- **EXERCICE PROPOSÉ**:
Recopiez à l'identique toutes les lignes ci-dessous, s'il vous plaît, sans en omettre aucune.

#### EXTRAITS DE DONNÉES ####

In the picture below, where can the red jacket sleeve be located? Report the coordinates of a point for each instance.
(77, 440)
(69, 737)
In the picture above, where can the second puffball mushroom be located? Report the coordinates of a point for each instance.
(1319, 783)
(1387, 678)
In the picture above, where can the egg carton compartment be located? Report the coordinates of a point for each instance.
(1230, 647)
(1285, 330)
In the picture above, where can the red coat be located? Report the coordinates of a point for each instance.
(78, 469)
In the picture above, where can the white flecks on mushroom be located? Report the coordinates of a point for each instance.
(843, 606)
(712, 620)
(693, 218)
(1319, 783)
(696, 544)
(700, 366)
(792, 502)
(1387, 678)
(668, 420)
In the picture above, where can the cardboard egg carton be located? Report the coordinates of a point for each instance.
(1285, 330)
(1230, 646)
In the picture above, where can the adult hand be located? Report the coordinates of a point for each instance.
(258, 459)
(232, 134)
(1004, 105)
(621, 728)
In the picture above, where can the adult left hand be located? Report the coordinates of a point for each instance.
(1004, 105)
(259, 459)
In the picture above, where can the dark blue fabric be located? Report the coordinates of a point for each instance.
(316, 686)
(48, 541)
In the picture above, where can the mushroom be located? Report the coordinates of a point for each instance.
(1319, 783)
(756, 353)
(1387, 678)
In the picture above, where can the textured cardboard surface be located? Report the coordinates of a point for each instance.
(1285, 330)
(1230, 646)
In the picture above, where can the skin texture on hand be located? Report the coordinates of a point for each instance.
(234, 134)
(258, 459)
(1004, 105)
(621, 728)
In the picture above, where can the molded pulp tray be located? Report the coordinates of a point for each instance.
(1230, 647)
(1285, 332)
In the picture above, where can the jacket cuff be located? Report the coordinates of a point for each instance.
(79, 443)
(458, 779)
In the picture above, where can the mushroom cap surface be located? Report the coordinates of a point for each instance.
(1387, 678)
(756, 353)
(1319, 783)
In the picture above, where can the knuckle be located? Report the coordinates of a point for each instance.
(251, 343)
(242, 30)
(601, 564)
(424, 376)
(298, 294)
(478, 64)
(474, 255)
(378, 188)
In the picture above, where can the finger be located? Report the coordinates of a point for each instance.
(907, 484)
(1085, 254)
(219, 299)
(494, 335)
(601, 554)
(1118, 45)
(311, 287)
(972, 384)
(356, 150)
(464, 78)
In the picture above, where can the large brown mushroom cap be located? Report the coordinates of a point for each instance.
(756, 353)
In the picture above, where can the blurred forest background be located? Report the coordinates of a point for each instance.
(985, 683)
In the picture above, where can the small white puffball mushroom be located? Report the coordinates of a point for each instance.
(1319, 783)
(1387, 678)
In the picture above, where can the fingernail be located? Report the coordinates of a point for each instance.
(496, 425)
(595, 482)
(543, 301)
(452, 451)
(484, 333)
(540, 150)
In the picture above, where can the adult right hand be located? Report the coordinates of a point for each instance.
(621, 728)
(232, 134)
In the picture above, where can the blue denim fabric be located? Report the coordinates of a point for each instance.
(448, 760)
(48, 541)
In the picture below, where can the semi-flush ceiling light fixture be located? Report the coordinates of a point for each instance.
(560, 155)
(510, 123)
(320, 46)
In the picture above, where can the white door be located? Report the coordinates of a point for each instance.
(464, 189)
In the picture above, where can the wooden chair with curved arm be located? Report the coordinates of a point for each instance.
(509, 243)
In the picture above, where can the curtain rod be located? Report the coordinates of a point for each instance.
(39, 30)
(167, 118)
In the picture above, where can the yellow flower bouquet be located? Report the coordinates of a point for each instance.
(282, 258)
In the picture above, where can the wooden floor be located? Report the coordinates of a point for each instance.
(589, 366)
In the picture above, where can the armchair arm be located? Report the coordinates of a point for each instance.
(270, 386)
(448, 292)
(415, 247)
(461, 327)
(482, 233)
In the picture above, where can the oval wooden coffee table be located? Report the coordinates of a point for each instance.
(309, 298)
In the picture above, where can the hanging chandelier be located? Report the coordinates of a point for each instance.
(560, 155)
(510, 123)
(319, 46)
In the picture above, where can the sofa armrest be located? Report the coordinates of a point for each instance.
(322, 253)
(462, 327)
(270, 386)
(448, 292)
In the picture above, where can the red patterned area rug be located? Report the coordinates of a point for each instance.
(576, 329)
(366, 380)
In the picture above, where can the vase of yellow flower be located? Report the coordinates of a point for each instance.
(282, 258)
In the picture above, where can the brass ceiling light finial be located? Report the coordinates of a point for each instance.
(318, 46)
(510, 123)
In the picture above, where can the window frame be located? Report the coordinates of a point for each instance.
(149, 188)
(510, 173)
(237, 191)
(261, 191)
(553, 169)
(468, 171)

####

- **RÉPONSE À L'EXERCICE**:
In the picture below, where can the red jacket sleeve be located? Report the coordinates of a point for each instance.
(77, 440)
(69, 737)
In the picture above, where can the second puffball mushroom be located? Report the coordinates of a point for each instance.
(1319, 783)
(1387, 678)
In the picture above, where can the egg carton compartment be located? Report the coordinates of a point for each instance.
(1230, 647)
(1285, 330)
In the picture above, where can the red coat be located? Report the coordinates of a point for each instance.
(78, 469)
In the picture above, where can the white flecks on mushroom be located? Report the coordinates of a point for each instance.
(843, 606)
(712, 620)
(693, 218)
(1319, 783)
(696, 544)
(700, 366)
(792, 502)
(1387, 678)
(668, 420)
In the picture above, where can the cardboard egg carton be located? Report the coordinates of a point for each instance.
(1285, 330)
(1230, 646)
In the picture above, where can the adult hand be located? Report the coordinates of a point for each instance.
(258, 459)
(232, 134)
(1004, 105)
(621, 728)
In the picture above, where can the adult left hand be located? Report the coordinates of a point for each instance.
(1004, 105)
(259, 459)
In the picture above, where can the dark blue fabric be located? Report the coordinates of a point for each instance.
(316, 686)
(48, 541)
In the picture above, where can the mushroom be located? Report the coordinates of a point for each instance.
(1319, 783)
(756, 353)
(1387, 678)
In the picture above, where can the textured cardboard surface be located? Report the coordinates of a point for each instance.
(1285, 330)
(1230, 646)
In the picture above, where can the skin texture on hand be located? Report the coordinates of a point for each instance.
(234, 134)
(258, 459)
(1004, 105)
(621, 728)
In the picture above, where can the molded pulp tray be located? Report the coordinates of a point for each instance.
(1230, 647)
(1285, 332)
In the picture above, where can the jacket cuff be located? Report the coordinates of a point for each instance.
(79, 443)
(458, 779)
In the picture above, where can the mushroom cap surface be located? Report the coordinates of a point for each instance.
(1387, 678)
(756, 353)
(1319, 783)
In the picture above, where can the knuckle be located? Report the coordinates of a point for each instance.
(251, 343)
(242, 30)
(601, 564)
(424, 376)
(298, 294)
(478, 64)
(474, 255)
(378, 188)
In the picture above, where can the finger be located? Report the coordinates of a point for each instance.
(907, 484)
(1085, 254)
(219, 299)
(494, 335)
(601, 554)
(1118, 45)
(311, 287)
(972, 384)
(356, 150)
(464, 78)
In the picture above, where can the large brown mushroom cap be located? Report the coordinates of a point for each instance.
(756, 353)
In the picture above, where can the blurred forest background be located? Report the coordinates of a point for each instance.
(985, 683)
In the picture above, where can the small white puffball mushroom be located? Report the coordinates of a point for each instance.
(1319, 783)
(1387, 678)
In the picture above, where can the fingernail be located? Report the coordinates of a point for each instance.
(496, 425)
(595, 482)
(543, 301)
(452, 451)
(484, 333)
(540, 150)
In the picture above, where can the adult right hand be located? Report the coordinates of a point for each instance.
(621, 728)
(232, 134)
In the picture above, where can the blue denim fabric be located? Report the coordinates of a point for each instance.
(448, 760)
(48, 541)
In the picture below, where can the semi-flush ceiling light fixture be located? Report the coordinates of a point for each instance.
(560, 155)
(510, 123)
(320, 46)
In the picture above, where can the white door be located? Report the coordinates of a point for each instance.
(464, 189)
In the picture above, where can the wooden chair with curved arm be located? Report the coordinates of a point for each instance.
(509, 243)
In the picture above, where can the curtain rod be located? Report the coordinates of a point for each instance.
(39, 30)
(167, 118)
In the picture above, where can the yellow flower bouquet be located? Report the coordinates of a point for each instance.
(282, 258)
In the picture above, where can the wooden floor be located? Report the coordinates of a point for each instance.
(589, 366)
In the picture above, where can the armchair arm be located? Report the coordinates of a point for each instance.
(270, 386)
(448, 292)
(415, 247)
(461, 327)
(482, 233)
In the picture above, where can the oval wooden coffee table be located? Report the coordinates of a point for each instance.
(309, 298)
In the picture above, where can the hanging chandelier be located? Report the coordinates of a point for each instance.
(560, 155)
(510, 123)
(319, 46)
In the picture above, where can the sofa armrest be located? Report the coordinates of a point for each instance.
(322, 253)
(462, 327)
(270, 386)
(448, 292)
In the picture above, where can the red patterned area rug be located? Report the coordinates of a point for each instance.
(576, 329)
(366, 380)
In the picture above, where can the vase of yellow flower be located? Report the coordinates of a point for each instance.
(282, 258)
In the picture above, where can the brass ceiling light finial be located? Report the coordinates of a point for each instance.
(318, 46)
(510, 123)
In the picture above, where can the window frame be located? Report the coordinates of a point for each instance.
(149, 188)
(510, 173)
(237, 191)
(261, 191)
(553, 169)
(468, 171)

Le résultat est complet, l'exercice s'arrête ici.